Data excerpts:
=== Section Start ===
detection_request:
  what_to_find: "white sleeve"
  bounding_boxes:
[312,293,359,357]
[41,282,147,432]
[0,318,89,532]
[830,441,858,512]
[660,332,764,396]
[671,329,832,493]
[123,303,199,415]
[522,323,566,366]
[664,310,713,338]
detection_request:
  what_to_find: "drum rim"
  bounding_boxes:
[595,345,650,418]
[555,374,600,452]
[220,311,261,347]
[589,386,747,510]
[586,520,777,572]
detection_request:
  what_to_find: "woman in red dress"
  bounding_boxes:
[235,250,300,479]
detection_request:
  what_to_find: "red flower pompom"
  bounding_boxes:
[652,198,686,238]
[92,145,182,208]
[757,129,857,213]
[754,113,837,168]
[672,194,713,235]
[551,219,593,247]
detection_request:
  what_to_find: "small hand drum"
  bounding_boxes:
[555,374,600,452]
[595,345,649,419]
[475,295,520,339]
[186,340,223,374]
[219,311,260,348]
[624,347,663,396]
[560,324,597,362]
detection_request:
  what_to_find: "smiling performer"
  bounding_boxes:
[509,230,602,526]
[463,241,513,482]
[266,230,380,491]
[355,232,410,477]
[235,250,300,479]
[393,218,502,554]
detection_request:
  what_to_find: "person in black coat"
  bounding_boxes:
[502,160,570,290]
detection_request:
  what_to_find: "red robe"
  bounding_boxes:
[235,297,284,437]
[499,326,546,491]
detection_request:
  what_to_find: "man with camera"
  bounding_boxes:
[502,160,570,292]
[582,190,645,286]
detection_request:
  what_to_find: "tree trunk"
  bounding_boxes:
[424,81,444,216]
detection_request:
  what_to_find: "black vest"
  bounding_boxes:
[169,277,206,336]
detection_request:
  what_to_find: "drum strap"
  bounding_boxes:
=== Section End ===
- INSTRUCTIONS TO FOLLOW
In the entries above, how many lines contain the word "black"? Answer with the number only.

- EXERCISE RESPONSE
2